* start DATA FOR PROCESSING *

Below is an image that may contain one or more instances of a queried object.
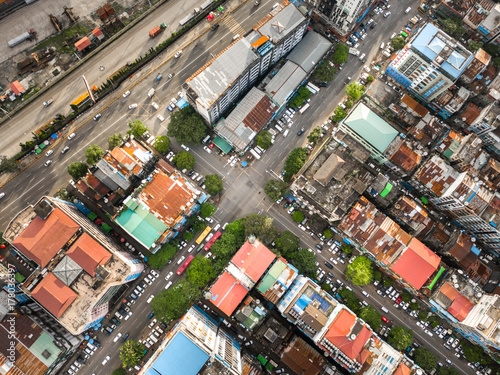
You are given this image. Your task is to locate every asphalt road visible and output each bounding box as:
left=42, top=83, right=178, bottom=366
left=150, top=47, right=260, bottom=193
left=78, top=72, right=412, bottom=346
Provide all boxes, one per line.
left=0, top=0, right=472, bottom=375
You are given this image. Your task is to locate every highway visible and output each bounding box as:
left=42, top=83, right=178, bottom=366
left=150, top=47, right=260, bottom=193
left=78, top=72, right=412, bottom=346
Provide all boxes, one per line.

* end DATA FOR PROCESSING *

• **DESCRIPTION OF THE TASK**: Could you revise all the entries above by replacing "Provide" with "List" and keeping everything else the same, leaving the pictures out of your answer?

• **PROBLEM SOLUTION**:
Below is an image that may contain one or more instances of a queried object.
You are given this image. Your task is to locate every asphalt road visible and output each bounding box as:
left=42, top=83, right=178, bottom=366
left=150, top=47, right=260, bottom=193
left=78, top=72, right=412, bottom=346
List all boxes, one per line.
left=0, top=0, right=472, bottom=375
You are given this image. Your task is to locate every highway visible and output each bounding box as:
left=42, top=83, right=178, bottom=366
left=150, top=47, right=260, bottom=193
left=78, top=72, right=412, bottom=346
List all boxes, one per line.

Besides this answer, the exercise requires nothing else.